===== Data listing =====
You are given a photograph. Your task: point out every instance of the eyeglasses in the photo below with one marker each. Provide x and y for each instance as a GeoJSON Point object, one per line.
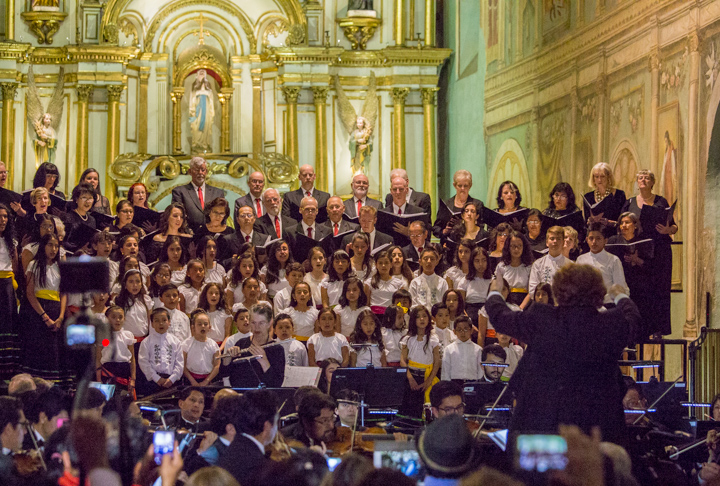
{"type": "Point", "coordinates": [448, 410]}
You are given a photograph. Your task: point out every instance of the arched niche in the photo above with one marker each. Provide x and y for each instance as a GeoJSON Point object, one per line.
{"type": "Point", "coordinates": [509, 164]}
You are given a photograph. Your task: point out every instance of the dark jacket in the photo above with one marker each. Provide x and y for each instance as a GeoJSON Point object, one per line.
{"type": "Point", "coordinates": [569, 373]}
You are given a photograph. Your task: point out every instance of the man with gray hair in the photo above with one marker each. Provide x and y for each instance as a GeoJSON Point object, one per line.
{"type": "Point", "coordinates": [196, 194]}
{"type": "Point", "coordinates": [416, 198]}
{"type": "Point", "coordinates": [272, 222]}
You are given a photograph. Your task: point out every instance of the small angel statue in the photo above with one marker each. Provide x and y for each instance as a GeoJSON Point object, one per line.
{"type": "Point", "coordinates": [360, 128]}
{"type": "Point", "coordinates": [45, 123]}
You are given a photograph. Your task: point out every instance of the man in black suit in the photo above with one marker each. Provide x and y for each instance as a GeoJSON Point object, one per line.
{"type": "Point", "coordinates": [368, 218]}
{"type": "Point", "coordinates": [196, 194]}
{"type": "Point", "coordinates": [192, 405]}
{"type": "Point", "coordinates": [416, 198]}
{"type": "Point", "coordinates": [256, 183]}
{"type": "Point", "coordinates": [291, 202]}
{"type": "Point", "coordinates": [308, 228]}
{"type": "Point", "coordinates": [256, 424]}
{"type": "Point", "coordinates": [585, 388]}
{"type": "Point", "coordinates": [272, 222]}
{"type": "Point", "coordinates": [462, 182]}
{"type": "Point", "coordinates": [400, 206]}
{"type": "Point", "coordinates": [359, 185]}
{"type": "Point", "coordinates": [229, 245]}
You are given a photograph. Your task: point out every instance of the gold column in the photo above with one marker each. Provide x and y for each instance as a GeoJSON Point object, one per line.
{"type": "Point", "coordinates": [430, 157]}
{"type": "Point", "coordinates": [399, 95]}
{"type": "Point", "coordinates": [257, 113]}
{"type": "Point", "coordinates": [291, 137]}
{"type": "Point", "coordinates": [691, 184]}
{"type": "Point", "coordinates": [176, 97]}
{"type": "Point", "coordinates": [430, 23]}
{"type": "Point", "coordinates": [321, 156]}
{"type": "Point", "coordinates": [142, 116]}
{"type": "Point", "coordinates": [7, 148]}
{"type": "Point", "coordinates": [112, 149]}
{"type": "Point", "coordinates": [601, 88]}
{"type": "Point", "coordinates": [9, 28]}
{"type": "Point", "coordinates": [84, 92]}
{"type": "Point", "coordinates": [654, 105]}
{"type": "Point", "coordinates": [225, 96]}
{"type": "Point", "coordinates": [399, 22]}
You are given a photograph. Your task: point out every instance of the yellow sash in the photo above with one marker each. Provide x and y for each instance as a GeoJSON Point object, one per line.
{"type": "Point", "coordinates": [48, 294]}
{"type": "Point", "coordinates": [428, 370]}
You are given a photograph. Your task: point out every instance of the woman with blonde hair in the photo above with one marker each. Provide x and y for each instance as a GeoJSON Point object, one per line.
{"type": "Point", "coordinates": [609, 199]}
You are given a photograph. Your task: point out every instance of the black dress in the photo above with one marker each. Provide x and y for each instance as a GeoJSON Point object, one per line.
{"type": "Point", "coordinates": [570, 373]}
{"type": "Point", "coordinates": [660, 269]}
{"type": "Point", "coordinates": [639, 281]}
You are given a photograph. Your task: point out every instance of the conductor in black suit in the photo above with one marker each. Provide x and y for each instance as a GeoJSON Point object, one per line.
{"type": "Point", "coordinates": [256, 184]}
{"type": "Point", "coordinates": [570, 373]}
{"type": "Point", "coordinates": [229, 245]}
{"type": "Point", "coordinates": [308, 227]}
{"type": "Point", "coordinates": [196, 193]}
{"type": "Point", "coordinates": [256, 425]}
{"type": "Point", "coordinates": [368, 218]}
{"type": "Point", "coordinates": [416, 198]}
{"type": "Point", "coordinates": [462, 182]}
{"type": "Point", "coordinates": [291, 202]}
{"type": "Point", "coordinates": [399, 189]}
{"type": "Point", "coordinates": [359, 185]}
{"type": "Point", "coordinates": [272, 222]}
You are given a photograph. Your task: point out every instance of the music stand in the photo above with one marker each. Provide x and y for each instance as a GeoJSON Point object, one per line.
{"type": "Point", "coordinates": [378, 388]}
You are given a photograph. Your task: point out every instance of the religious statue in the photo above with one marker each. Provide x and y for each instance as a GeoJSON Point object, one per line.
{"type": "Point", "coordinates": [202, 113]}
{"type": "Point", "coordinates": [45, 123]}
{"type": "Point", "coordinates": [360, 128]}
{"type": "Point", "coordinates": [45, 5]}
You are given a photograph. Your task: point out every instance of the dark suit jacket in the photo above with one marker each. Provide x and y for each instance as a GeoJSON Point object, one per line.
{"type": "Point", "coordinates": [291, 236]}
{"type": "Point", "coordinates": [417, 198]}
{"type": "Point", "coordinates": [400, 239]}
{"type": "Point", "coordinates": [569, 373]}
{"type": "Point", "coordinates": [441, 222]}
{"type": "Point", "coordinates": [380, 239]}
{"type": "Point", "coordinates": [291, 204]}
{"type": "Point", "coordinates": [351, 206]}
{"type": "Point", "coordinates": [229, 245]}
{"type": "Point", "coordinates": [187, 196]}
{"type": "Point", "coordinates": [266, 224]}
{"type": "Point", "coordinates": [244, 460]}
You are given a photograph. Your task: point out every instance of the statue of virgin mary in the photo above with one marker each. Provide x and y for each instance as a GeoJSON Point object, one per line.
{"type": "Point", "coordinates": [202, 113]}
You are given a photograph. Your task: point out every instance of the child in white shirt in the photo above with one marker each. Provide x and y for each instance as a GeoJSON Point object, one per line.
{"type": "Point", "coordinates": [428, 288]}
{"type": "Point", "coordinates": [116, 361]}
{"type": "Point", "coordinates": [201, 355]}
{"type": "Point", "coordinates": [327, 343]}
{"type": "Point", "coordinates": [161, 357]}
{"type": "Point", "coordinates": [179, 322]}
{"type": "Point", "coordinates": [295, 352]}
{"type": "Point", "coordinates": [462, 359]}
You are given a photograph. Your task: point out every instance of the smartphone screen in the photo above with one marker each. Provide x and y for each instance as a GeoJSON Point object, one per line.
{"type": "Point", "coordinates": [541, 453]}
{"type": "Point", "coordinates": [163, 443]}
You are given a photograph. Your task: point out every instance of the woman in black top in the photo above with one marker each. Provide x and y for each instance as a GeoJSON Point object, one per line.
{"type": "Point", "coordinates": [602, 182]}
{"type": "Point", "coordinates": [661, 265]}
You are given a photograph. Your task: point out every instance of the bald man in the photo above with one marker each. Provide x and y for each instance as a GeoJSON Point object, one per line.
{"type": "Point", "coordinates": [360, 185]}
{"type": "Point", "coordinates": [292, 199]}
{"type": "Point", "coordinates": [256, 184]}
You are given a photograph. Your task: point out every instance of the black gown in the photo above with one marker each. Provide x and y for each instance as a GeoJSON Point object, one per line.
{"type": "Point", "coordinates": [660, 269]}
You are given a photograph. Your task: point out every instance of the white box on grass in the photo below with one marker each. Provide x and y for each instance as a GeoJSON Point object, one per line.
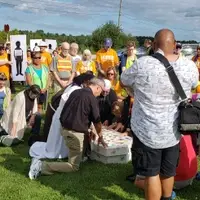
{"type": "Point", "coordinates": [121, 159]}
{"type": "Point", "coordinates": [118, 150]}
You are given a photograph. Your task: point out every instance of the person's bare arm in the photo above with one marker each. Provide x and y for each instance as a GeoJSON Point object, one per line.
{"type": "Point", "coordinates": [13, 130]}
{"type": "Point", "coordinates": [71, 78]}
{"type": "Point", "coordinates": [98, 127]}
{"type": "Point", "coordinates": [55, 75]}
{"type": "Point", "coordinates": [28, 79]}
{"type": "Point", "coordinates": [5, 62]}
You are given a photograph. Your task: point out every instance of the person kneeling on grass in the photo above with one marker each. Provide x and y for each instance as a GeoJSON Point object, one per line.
=====
*Your assignment*: From the line holding "of the person's" to the last line of the data above, copy every line exactly and include nothing more.

*Exercise solution*:
You are given a photograph. Your task: point out every instance of the person's bare arm in the photo above with one marker each. Provide x and y for each instance as a GeoJSON Point object, one per line.
{"type": "Point", "coordinates": [13, 130]}
{"type": "Point", "coordinates": [71, 78]}
{"type": "Point", "coordinates": [98, 127]}
{"type": "Point", "coordinates": [55, 75]}
{"type": "Point", "coordinates": [28, 79]}
{"type": "Point", "coordinates": [5, 62]}
You are given a photograph. Your task: point out every instance of the person kneeling on grass in the photo above with one marker each. Provide x and y for each instance as a GeoJSON Point object, one per line.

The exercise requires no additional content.